Google Unveils TPU v5p Pods to Accelerate AI Training
Google has announced the release of its latest Tensor Processing Unit (TPU) called the v5p, aimed at reducing the time required for training large language models. The TPU v5p is an upgraded version of the TPU v5e and offers increased performance and scalability.
TPUs are specialized chips used by Google to power machine learning features in its various web products, such as Gmail, Google Maps, and YouTube. While initially used internally, Google has recently opened up its TPUs to the public for AI training and inference tasks.
The TPU v5p is touted as Google’s most powerful accelerator yet, capable of delivering 459 teraFLOPS of bfloat16 performance or 918 teraOPS of Int8. It comes equipped with 95GB of high bandwidth memory, capable of transferring data at an impressive speed of 2.76 TB/s.
What sets the TPU v5p apart is its ability to be clustered together in pods, with up to 8,960 accelerators in a single pod. These pods are connected using Google’s inter-chip interconnect, enabling faster model training and increasing precision. Compared to previous versions, the TPU v5p allows for clusters that are 35 times larger than what was possible with the TPU v5e and more than twice as large as the TPU v4.
According to Google, this new hardware is capable of training large language models, such as OpenAI’s 175 billion parameter GPT3, up to 1.9 times faster using BF16 and up to 2.8 times faster than the older TPU v4 when using 8-bit integer calculations.
However, this enhanced performance and scalability do come at a higher cost. The TPU v5p accelerators are priced at $4.20 per hour, compared to $3.22 per hour for the TPU v4 and $1.20 per hour for the TPU v5e. For users who are not in a rush to train or refine their models, the TPU v5e remains a more cost-effective option.

EXERCISE TASKS:
1 - From the article on Google's TPU v5p, set down everything from "The TPU v5p is touted" down to "the TPU v4.", word for word.
2 - Answer these questions from the article on Google's TPU v5p:
(a) How much high bandwidth memory does the TPU v5p come with?
(b) What is the largest number of accelerators a single pod can hold?
(c) What is the hourly price of the TPU v5e?
3 - Continue the article on Google's TPU v5p pods from where it stops.

EXCERPTED DATA:

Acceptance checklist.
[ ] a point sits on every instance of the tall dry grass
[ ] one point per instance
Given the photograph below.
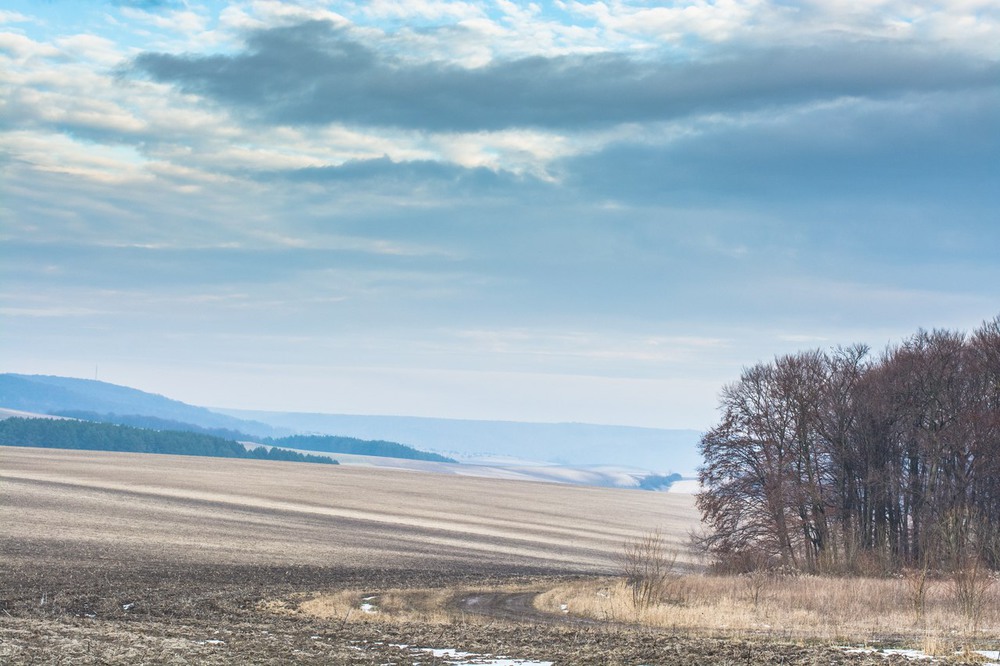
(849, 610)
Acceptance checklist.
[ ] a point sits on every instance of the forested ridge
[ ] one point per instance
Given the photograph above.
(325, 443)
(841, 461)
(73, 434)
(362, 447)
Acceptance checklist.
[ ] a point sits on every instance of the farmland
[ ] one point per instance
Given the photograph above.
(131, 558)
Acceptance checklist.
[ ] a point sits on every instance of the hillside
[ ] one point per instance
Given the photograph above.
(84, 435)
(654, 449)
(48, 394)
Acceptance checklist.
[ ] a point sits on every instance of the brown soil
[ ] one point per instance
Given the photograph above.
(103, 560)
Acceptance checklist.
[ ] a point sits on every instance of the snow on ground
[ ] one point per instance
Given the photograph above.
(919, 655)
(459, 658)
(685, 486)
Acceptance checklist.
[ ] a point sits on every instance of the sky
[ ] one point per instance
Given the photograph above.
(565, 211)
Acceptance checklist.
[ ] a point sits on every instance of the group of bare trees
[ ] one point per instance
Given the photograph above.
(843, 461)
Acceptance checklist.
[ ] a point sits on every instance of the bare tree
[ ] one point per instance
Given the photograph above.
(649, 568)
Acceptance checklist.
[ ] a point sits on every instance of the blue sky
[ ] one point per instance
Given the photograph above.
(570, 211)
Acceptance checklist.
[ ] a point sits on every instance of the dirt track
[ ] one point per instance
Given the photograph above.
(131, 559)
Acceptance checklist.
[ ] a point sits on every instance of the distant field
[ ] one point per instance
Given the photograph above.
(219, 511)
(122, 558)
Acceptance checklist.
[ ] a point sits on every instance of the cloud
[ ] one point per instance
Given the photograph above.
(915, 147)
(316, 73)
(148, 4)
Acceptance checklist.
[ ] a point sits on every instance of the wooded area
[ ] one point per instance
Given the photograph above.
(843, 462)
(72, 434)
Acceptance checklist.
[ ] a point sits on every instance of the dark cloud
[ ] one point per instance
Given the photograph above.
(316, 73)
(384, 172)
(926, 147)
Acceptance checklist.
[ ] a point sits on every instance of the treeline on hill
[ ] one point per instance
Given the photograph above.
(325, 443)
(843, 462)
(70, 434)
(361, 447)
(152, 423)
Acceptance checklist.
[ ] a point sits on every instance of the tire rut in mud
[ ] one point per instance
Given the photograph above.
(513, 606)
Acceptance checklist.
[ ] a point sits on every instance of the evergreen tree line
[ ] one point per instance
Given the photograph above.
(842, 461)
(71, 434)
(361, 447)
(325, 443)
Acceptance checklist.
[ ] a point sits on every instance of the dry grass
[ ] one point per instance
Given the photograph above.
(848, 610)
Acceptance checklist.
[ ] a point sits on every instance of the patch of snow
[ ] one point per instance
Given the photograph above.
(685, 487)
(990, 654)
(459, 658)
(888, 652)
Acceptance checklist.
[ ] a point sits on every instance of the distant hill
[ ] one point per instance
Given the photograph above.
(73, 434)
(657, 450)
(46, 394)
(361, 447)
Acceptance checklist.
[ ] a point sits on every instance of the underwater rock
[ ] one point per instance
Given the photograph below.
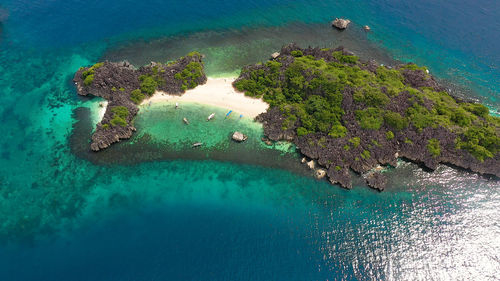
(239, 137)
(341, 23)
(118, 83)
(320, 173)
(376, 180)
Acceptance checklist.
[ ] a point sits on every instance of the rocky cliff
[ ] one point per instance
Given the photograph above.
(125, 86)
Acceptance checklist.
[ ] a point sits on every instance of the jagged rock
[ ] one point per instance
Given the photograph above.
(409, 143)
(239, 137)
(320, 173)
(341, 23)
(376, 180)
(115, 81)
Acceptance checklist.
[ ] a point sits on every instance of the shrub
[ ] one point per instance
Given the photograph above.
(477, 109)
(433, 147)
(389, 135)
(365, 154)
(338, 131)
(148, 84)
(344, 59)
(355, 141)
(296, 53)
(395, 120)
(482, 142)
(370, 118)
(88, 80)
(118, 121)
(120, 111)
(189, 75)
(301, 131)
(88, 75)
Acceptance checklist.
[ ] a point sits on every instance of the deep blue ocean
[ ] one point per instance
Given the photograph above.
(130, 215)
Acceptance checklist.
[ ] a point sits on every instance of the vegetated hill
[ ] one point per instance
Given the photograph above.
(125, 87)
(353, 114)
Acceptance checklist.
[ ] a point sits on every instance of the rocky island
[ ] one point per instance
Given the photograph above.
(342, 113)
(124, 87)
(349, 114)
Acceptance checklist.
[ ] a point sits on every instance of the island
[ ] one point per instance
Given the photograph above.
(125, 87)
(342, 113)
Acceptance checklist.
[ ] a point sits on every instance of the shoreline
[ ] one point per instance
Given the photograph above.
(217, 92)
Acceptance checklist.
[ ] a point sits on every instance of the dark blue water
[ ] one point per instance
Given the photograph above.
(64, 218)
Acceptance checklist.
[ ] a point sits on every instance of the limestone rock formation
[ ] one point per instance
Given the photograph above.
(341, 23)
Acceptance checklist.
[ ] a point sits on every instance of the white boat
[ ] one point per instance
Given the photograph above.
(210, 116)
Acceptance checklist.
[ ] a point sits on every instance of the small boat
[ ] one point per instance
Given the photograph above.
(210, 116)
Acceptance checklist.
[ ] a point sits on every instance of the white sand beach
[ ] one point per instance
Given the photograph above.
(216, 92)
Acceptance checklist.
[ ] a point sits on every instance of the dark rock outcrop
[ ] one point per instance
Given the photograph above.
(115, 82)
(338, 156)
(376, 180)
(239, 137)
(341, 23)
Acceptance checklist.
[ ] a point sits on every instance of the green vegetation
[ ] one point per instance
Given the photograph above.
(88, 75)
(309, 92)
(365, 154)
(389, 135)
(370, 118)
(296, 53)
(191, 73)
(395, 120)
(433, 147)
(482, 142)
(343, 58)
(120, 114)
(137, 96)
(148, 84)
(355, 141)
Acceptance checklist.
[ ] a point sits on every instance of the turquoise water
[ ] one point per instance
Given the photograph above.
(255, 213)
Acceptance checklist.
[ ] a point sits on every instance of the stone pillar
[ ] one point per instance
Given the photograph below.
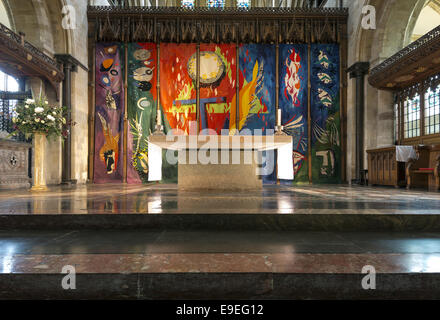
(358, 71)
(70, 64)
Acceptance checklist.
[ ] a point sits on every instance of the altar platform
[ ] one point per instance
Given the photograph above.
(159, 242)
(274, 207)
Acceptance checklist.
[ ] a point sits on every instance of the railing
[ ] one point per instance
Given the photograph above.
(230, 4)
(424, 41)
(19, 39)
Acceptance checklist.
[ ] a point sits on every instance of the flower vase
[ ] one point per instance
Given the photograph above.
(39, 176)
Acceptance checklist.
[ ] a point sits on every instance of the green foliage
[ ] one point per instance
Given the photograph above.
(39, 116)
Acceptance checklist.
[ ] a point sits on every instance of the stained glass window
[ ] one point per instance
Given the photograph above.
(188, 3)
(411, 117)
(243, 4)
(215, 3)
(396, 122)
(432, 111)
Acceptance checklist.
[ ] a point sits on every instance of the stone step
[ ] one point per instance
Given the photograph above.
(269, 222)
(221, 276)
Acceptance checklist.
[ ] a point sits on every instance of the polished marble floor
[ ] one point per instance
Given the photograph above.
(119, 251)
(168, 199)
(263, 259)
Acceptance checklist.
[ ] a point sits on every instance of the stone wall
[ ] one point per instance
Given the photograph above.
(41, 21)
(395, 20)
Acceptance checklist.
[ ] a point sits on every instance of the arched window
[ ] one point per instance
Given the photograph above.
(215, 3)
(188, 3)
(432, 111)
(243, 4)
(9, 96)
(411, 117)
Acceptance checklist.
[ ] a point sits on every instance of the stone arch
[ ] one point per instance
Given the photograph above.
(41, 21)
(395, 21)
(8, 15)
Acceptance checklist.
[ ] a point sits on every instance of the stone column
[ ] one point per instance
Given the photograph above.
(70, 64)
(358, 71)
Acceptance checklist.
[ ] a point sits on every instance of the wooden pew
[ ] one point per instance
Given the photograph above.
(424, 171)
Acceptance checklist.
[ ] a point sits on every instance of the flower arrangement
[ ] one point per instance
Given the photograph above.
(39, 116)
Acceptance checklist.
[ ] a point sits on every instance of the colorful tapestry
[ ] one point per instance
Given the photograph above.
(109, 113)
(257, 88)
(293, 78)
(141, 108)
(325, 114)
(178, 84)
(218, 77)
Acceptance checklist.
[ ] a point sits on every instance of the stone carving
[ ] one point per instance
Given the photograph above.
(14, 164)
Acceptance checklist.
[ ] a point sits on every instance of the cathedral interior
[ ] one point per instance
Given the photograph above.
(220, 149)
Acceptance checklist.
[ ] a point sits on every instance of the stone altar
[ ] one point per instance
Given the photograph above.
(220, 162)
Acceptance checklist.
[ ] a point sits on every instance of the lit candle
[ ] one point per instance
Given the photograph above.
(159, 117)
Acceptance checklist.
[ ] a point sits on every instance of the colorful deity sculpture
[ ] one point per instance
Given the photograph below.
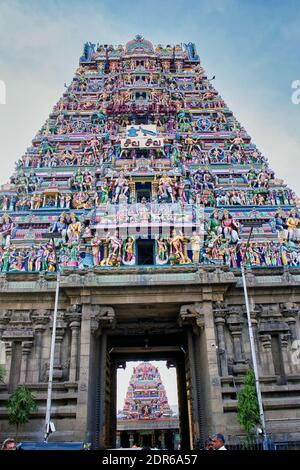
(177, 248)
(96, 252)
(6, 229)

EXPECTED RESULTS:
1 -
The TPU v5p is touted as Google’s most powerful accelerator yet, capable of delivering 459 teraFLOPS of bfloat16 performance or 918 teraOPS of Int8. It comes equipped with 95GB of high bandwidth memory, capable of transferring data at an impressive speed of 2.76 TB/s.
What sets the TPU v5p apart is its ability to be clustered together in pods, with up to 8,960 accelerators in a single pod. These pods are connected using Google’s inter-chip interconnect, enabling faster model training and increasing precision. Compared to previous versions, the TPU v5p allows for clusters that are 35 times larger than what was possible with the TPU v5e and more than twice as large as the TPU v4.

2 -
(a) 95GB
(b) 8,960
(c) $1.20 per hour

3 -
In addition to the hardware upgrades, Google has introduced the concept of an AI hypercomputer. This system optimizes hardware, software, machine learning frameworks, and consumption models to reduce inefficiencies and bottlenecks commonly associated with demanding AI workloads.
To complement the new hardware, Google has also unveiled Gemini, a multi-modal large language model capable of handling various forms of data, including text, images, video, audio, and code.
The introduction of the TPU v5p and AI hypercomputing architecture marks another significant step by Google to advance AI technology and make it more accessible to developers and researchers. Although the increased cost may deter some users, the higher performance and scalability offer substantial benefits for those in need of accelerated AI training.
As Google continues to innovate in the AI space, it will be interesting to see how these advancements further shape the future of machine learning and its applications across various industries.